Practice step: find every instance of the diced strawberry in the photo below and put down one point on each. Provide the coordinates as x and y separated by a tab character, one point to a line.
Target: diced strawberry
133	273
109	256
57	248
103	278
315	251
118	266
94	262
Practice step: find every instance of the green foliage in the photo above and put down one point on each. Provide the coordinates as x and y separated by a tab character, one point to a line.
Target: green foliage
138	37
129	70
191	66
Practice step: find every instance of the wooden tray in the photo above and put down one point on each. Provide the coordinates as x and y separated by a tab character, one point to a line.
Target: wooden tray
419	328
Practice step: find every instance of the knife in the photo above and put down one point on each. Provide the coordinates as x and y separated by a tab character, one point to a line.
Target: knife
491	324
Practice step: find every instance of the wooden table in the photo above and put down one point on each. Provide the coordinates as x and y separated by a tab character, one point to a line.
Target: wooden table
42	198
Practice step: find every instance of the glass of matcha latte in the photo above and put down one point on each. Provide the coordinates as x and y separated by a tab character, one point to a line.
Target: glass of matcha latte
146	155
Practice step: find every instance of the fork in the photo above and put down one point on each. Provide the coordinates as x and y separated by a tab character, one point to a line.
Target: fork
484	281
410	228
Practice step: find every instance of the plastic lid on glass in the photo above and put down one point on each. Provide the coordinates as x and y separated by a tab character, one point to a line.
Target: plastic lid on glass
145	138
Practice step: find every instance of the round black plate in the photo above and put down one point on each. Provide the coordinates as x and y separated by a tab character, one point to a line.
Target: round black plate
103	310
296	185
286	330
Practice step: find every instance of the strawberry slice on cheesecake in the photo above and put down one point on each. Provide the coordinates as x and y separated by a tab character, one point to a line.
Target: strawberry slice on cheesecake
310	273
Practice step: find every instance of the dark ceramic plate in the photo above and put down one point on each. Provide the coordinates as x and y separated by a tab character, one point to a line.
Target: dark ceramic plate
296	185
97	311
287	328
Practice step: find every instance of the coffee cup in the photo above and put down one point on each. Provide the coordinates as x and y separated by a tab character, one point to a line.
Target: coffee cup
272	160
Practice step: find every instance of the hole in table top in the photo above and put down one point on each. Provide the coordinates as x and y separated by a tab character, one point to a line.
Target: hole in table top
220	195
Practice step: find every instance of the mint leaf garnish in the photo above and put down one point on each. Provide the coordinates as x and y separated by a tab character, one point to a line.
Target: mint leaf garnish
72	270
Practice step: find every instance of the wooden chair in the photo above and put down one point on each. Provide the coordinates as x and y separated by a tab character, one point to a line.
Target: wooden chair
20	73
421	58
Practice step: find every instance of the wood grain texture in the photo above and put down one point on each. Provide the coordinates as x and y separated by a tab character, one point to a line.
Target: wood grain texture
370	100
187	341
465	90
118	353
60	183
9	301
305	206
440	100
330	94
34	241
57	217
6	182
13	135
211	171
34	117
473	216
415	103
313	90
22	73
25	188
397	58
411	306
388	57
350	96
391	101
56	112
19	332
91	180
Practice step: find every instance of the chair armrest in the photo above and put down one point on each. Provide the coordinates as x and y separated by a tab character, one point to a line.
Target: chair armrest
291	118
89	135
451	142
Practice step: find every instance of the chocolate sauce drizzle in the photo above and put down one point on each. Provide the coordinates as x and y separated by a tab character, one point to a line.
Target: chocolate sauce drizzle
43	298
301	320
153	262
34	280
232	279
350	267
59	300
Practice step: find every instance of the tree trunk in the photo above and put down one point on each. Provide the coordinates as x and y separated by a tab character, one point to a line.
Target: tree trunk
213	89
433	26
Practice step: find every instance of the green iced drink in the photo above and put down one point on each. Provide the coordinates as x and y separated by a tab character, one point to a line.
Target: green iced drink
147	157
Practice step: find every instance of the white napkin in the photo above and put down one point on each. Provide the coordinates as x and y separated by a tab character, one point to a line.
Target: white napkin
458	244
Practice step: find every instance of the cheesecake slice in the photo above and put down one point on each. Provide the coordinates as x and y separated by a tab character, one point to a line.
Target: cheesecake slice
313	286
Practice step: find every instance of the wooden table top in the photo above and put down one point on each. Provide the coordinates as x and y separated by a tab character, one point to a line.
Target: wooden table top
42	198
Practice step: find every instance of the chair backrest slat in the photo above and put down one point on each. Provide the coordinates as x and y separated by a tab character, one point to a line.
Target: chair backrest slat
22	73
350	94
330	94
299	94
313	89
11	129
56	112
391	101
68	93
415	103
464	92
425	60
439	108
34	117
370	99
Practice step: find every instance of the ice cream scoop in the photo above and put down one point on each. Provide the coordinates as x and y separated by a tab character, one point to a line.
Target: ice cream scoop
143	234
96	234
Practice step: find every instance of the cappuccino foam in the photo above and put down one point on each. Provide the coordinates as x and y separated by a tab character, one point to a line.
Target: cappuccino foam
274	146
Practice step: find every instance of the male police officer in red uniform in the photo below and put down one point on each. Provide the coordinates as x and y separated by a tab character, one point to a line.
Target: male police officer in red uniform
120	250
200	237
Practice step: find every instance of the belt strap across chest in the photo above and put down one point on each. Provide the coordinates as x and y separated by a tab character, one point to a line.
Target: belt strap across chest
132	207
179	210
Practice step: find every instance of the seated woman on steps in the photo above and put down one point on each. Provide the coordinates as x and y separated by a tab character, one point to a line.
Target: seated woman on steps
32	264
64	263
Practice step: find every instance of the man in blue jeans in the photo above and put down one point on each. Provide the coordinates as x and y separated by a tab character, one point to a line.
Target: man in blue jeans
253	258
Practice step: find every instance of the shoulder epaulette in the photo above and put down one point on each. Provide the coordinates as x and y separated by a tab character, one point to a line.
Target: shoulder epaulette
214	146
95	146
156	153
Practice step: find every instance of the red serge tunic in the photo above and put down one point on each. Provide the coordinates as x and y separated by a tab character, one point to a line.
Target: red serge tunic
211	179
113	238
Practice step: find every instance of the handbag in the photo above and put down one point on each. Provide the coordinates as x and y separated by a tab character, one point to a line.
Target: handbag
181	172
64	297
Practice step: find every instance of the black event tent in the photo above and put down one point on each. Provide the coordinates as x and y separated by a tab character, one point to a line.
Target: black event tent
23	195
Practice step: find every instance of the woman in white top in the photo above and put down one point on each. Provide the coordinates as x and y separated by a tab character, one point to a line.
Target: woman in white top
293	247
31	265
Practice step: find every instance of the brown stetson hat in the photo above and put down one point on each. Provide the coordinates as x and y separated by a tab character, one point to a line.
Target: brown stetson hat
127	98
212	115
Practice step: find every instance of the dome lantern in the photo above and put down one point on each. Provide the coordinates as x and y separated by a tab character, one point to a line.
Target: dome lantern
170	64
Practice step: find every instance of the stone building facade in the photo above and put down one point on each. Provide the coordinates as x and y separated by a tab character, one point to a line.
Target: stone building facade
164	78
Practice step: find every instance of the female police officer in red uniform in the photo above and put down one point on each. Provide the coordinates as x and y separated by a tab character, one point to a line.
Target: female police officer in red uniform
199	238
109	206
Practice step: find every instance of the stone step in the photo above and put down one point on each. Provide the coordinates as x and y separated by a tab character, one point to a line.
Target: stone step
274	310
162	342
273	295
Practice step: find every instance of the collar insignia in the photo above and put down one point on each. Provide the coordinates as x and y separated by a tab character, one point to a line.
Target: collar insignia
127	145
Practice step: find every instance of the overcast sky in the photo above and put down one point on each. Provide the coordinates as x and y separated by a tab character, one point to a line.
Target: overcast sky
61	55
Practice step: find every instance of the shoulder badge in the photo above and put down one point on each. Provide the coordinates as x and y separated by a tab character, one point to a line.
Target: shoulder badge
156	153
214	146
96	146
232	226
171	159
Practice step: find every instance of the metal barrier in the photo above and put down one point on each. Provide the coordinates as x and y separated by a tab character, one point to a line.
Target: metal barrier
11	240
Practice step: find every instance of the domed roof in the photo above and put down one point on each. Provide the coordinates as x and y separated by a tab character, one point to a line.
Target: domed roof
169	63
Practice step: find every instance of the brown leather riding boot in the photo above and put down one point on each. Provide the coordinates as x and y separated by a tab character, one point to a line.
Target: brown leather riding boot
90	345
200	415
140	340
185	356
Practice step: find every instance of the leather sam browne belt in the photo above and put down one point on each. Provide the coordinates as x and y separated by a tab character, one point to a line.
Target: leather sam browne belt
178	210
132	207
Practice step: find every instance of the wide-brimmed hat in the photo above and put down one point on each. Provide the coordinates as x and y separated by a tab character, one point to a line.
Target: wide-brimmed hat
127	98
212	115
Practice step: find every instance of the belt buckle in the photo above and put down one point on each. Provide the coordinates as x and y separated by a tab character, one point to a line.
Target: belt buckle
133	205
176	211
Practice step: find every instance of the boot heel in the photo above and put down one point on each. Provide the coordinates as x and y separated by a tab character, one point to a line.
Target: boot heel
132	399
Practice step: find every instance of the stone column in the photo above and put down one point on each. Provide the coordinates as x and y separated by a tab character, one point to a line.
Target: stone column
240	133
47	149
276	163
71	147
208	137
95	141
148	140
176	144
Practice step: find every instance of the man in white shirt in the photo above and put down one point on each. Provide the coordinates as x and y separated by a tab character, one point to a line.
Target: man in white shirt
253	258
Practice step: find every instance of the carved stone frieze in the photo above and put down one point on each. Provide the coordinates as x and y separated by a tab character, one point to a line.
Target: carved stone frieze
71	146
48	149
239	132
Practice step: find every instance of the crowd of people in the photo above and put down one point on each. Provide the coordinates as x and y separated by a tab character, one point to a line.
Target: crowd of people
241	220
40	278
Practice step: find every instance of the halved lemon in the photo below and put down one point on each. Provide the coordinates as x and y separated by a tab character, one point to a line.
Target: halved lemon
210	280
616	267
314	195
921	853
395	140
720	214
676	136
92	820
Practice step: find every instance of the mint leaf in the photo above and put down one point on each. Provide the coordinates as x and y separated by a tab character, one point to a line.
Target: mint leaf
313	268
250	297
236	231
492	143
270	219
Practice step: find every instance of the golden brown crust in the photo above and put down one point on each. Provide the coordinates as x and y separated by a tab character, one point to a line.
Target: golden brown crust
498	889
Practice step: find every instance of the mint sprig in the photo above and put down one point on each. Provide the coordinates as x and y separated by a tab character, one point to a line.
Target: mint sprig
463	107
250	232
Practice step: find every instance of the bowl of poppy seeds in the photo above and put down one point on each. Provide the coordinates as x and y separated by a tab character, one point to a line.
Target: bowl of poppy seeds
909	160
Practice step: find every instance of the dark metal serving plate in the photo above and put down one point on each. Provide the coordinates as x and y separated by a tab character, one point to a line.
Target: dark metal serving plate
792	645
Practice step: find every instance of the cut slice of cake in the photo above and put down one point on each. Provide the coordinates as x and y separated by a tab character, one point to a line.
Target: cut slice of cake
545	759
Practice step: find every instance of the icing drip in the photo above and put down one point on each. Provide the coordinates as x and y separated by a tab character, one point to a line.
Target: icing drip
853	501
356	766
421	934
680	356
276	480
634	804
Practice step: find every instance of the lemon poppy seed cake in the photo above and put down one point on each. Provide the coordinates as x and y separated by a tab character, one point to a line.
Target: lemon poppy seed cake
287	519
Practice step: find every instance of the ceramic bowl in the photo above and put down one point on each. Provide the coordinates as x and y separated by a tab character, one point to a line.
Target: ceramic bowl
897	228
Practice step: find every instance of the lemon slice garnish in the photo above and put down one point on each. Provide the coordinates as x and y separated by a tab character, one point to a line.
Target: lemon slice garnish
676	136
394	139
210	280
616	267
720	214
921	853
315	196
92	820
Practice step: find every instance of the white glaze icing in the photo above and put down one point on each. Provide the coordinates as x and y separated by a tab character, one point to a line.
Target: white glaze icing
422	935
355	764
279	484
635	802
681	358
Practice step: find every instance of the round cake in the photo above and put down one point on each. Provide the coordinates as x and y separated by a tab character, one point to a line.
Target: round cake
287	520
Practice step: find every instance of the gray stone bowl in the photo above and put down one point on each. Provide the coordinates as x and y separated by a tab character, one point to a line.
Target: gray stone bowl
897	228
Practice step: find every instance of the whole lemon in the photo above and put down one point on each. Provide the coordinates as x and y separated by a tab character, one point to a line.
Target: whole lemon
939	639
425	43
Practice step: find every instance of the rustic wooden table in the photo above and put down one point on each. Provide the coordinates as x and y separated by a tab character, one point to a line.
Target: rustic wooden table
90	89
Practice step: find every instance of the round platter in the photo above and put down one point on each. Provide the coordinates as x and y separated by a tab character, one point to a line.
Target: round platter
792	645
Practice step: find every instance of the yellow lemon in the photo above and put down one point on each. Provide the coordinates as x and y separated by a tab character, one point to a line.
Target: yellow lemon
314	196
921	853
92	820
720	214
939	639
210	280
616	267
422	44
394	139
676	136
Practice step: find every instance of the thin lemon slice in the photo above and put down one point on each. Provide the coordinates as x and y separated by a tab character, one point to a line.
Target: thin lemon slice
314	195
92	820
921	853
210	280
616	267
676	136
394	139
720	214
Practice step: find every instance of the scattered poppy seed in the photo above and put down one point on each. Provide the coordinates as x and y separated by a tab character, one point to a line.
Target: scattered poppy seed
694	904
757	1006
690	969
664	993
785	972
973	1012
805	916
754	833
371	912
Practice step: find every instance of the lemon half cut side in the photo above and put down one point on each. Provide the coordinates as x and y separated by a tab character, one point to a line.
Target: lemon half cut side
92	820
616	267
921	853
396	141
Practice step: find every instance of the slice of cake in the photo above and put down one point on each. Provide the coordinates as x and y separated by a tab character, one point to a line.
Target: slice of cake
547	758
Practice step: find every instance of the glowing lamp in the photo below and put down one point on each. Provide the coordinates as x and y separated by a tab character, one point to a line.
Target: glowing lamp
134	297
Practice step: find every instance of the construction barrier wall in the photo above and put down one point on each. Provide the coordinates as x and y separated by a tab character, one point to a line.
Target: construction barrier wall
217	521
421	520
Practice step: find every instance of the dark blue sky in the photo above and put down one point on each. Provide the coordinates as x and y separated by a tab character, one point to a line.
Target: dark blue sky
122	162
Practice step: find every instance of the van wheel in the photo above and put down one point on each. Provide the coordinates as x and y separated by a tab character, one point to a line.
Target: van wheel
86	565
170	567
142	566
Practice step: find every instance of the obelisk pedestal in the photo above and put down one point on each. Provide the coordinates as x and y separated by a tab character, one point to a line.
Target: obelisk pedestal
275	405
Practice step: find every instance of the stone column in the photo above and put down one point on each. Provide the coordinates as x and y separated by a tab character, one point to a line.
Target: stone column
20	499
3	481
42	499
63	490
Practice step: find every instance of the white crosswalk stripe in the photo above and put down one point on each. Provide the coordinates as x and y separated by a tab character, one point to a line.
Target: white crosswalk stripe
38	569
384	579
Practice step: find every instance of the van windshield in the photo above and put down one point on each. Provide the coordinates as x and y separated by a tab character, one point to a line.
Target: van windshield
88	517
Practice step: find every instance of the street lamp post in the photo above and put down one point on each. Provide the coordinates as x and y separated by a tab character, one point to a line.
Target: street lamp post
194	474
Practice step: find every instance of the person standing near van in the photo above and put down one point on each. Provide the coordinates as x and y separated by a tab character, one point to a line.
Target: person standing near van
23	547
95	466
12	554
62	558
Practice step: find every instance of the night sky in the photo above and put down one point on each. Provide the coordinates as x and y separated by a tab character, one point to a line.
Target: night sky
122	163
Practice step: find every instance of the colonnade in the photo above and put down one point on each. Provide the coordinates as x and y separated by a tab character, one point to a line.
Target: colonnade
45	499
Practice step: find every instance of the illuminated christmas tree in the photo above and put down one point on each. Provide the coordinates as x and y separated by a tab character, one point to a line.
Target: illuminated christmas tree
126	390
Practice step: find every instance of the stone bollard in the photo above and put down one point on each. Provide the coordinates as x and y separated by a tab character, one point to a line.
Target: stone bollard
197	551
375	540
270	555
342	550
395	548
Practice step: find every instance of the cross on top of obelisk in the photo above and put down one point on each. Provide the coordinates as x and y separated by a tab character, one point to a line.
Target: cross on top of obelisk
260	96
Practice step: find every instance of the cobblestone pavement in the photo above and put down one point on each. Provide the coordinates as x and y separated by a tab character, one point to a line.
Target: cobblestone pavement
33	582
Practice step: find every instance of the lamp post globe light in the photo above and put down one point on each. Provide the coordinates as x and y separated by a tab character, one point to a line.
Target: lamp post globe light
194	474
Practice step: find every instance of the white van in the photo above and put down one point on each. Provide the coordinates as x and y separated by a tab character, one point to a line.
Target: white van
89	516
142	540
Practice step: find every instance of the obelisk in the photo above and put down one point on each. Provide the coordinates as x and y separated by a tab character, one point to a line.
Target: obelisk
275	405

WORK INSTRUCTIONS -> Write out exactly the lines above between the line with "Practice step: find every instance of the man in blue" and the line with "Practice step: find every instance of the handbag", inclusive, and nothing beyond them.

EXERCISE SOLUTION ->
Practice step: find every instance of the man in blue jeans in the photo above and put down one point on each. Provide the coordinates as x and y separated by a tab character, one point to a line.
Target: man in blue jeans
253	258
Practice step: find every instance of the shoulder epaulette in the photo above and put down one point on each. Provide the coordinates as x and y separated by a tab character, one point to a line.
Target: shoulder epaulette
214	146
95	146
156	153
Practice step: find every instance of the red serge tunic in the photo above and put down one point on each. Provide the coordinates as x and y separated by a tab character, one point to a line.
Target: red serge tunic
211	179
113	238
Practice step: find every instance of the handbag in the photo above and put down one point on each. Provide the coordinates as x and y separated by a tab character, one point to a line.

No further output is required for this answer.